_Given exercise_
Rescale the records below from the line with "image for red" up to and including the line with "[34,420,373,696]". Reproduce each of those lines in full, multiply every bounding box coordinate by 0.35, round it to a whole number with halves going up, and leave the pictures out.

[Excerpts from a detection dataset]
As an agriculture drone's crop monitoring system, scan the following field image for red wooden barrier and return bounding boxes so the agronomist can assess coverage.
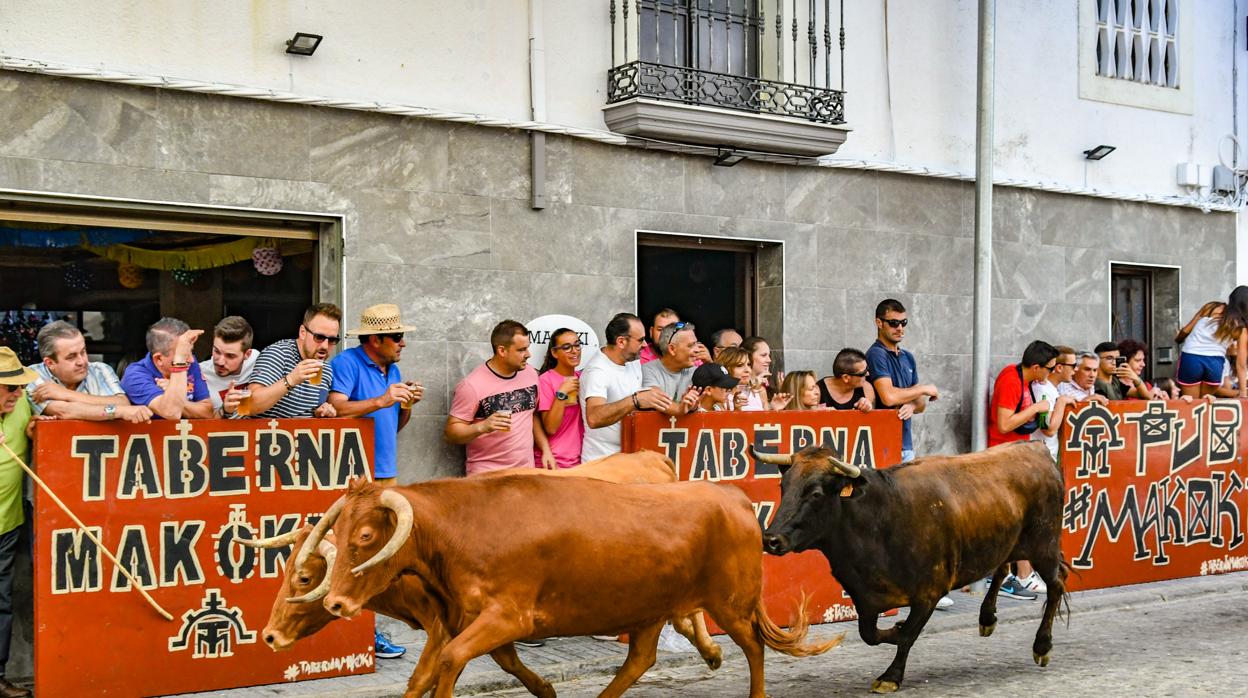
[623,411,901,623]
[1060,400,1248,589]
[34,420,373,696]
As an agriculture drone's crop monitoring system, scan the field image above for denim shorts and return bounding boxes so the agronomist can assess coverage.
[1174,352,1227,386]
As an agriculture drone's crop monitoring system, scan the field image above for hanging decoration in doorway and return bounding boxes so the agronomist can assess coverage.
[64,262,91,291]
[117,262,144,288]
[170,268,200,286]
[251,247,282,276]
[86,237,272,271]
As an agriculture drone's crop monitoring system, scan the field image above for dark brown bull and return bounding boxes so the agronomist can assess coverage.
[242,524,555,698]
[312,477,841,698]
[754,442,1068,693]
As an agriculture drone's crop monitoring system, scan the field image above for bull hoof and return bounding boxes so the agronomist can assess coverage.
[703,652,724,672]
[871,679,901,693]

---

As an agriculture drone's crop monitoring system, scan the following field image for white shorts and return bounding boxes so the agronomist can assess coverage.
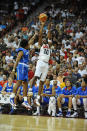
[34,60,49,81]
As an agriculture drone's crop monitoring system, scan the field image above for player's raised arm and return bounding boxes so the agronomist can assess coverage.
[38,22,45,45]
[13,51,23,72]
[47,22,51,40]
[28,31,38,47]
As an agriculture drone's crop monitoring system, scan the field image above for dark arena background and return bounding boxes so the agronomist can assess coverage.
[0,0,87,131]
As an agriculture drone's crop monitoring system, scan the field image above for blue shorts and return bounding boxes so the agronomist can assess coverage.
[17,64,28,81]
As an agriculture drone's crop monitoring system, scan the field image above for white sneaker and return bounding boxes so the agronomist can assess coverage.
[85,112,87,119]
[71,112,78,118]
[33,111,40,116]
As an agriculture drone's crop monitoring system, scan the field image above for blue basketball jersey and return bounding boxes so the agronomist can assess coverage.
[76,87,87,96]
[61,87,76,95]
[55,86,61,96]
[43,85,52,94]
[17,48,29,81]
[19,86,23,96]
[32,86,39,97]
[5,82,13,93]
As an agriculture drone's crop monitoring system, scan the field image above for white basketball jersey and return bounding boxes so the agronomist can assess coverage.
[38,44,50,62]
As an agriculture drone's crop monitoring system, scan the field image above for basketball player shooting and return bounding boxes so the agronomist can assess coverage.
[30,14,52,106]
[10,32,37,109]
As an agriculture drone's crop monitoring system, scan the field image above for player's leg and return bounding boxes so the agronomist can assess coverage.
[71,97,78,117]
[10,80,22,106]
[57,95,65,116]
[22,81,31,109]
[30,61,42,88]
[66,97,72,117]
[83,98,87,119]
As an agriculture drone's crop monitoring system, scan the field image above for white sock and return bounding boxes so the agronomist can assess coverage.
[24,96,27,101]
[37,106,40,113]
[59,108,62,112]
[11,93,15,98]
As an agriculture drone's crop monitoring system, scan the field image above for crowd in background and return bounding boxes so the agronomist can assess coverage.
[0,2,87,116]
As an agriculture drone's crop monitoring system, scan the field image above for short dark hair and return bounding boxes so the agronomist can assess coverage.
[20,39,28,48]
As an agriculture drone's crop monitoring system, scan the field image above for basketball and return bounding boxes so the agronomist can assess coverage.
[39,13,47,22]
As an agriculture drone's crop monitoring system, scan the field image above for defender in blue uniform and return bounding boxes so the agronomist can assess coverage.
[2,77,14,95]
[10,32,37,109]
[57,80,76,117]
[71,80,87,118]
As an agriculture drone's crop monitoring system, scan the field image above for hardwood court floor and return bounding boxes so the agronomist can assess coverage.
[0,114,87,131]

_Answer in full_
As an agriculture drone's crop monitoring system, scan the following field image for red wooden barrier and return bounding boxes so the agronomist can assess coverage.
[218,144,315,218]
[371,140,437,206]
[12,147,131,244]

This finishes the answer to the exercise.